▶ _What the task asks_: Records follow. Pull out every line that contains "garland".
***** Supplied information *****
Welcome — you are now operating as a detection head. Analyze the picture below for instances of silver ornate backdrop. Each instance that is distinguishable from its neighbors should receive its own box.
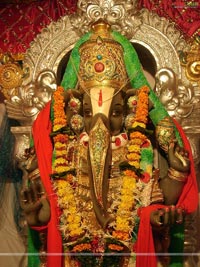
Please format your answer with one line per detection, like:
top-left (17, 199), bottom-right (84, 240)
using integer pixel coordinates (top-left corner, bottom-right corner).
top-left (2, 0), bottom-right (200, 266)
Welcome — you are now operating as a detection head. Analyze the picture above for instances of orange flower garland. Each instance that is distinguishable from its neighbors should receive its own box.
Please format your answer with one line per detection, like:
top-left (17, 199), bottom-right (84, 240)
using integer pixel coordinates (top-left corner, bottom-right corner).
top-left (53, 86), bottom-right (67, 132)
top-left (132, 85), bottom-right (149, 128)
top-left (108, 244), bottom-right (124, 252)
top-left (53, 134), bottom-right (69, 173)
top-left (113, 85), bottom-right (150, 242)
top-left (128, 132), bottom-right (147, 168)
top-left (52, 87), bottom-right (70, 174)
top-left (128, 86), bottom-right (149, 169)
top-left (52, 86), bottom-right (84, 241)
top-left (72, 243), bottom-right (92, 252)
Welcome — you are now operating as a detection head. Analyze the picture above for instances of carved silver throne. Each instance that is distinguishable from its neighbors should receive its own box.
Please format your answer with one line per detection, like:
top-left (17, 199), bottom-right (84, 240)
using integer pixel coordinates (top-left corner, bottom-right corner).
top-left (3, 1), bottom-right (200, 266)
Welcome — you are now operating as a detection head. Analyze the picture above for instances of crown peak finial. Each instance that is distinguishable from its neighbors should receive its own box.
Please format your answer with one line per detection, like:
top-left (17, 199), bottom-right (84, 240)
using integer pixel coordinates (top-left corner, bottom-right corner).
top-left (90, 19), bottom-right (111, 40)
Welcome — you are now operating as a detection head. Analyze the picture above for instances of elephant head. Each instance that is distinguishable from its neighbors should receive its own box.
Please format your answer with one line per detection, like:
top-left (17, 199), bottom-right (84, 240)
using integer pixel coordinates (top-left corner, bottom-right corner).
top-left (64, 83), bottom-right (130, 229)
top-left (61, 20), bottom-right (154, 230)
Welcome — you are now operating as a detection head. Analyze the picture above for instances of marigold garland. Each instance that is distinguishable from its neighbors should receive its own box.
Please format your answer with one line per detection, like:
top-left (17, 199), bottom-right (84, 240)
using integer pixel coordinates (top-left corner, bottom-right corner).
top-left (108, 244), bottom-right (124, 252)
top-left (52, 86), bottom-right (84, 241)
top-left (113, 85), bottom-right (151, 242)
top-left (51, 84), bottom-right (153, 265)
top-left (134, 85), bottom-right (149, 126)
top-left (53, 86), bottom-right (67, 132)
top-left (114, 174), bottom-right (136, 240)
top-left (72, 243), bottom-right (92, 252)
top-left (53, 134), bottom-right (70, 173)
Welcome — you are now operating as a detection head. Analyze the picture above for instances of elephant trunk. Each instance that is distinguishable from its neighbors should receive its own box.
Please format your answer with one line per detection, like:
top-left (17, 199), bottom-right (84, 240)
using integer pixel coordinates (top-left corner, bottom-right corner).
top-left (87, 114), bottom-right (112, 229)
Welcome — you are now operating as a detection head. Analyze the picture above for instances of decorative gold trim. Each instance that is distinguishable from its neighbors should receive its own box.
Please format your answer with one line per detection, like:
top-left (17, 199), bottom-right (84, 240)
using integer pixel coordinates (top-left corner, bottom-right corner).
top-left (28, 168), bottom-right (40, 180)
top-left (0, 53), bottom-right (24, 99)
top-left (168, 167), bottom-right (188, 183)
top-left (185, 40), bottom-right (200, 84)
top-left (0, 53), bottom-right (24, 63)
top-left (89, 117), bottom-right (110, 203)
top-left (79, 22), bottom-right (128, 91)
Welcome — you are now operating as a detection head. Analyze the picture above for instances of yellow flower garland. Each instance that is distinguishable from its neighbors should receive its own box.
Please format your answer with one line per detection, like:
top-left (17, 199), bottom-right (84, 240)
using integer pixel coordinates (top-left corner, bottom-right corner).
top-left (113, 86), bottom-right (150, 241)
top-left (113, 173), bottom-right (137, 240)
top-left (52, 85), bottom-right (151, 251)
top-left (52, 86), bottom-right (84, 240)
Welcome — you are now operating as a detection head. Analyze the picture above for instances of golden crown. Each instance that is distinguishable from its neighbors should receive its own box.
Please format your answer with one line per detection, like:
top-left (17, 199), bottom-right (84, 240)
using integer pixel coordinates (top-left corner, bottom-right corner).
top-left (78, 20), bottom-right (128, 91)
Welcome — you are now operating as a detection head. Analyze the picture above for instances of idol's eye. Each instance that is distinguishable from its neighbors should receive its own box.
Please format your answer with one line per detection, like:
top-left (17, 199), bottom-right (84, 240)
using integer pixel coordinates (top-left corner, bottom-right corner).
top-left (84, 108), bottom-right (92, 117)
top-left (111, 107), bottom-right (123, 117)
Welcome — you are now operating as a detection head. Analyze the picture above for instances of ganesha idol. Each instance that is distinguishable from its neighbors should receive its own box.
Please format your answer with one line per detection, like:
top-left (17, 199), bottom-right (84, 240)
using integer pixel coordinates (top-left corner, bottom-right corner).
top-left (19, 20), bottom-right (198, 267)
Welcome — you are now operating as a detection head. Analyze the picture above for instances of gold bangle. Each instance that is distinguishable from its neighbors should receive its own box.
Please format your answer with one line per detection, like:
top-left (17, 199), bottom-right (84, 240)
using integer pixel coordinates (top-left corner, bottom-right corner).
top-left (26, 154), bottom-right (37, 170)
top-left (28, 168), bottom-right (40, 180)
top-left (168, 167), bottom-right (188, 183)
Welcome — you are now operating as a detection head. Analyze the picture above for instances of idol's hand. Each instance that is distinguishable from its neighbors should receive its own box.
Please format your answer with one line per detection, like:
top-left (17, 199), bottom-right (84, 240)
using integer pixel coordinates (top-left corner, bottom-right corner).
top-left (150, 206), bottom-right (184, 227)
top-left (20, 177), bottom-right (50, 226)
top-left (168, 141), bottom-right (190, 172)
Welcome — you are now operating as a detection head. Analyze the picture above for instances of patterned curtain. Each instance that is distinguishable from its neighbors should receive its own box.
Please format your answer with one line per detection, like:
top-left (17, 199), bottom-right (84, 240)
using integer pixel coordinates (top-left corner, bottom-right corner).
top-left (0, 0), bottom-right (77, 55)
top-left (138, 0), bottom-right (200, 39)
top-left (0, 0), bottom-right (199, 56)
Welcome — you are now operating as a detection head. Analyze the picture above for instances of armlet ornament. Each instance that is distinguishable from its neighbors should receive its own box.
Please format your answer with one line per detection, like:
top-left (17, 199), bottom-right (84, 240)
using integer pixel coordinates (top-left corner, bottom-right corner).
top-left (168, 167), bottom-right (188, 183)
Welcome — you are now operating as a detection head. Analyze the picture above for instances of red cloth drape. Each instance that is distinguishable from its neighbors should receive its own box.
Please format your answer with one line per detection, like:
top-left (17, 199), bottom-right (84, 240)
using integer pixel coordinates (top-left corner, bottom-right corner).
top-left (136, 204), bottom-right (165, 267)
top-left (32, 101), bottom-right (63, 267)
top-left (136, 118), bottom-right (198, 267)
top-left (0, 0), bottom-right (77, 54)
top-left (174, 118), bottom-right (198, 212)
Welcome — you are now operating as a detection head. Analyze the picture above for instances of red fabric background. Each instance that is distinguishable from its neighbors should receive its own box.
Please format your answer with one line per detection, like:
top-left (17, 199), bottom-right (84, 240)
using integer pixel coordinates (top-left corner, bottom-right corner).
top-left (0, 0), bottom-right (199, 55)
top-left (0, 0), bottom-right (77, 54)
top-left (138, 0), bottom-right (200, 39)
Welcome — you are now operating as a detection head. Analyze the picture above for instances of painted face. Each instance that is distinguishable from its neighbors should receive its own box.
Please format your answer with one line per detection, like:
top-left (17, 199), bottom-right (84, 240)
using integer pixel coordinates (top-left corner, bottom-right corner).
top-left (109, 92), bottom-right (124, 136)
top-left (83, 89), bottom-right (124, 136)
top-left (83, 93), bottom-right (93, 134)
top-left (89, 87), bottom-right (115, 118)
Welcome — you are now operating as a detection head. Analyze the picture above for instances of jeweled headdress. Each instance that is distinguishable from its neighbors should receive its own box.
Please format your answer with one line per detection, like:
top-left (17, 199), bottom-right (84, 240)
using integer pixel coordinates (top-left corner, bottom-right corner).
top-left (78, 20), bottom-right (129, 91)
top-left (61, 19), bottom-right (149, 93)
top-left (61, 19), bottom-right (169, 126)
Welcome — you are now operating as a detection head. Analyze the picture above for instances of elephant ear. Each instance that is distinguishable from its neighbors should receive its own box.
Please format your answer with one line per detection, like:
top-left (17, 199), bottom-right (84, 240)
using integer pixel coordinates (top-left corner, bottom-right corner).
*****
▶ _Response area_:
Welcome — you are now operating as a detection head. Analyze the picture above for instances of orange flower garland. Each instance that is distinguishable from its neighbors should receive its own box.
Welcome — you are now operating as a detection head. Analyze the picture above for instances of marigold garland. Each instance that is distinguishable from its neighbors should receive its own box.
Welcome — you are now operating as a detection head. Analyze the picture above for instances of yellow flower garland. Each instance that is distinguishable from its neighbors should receive its own box.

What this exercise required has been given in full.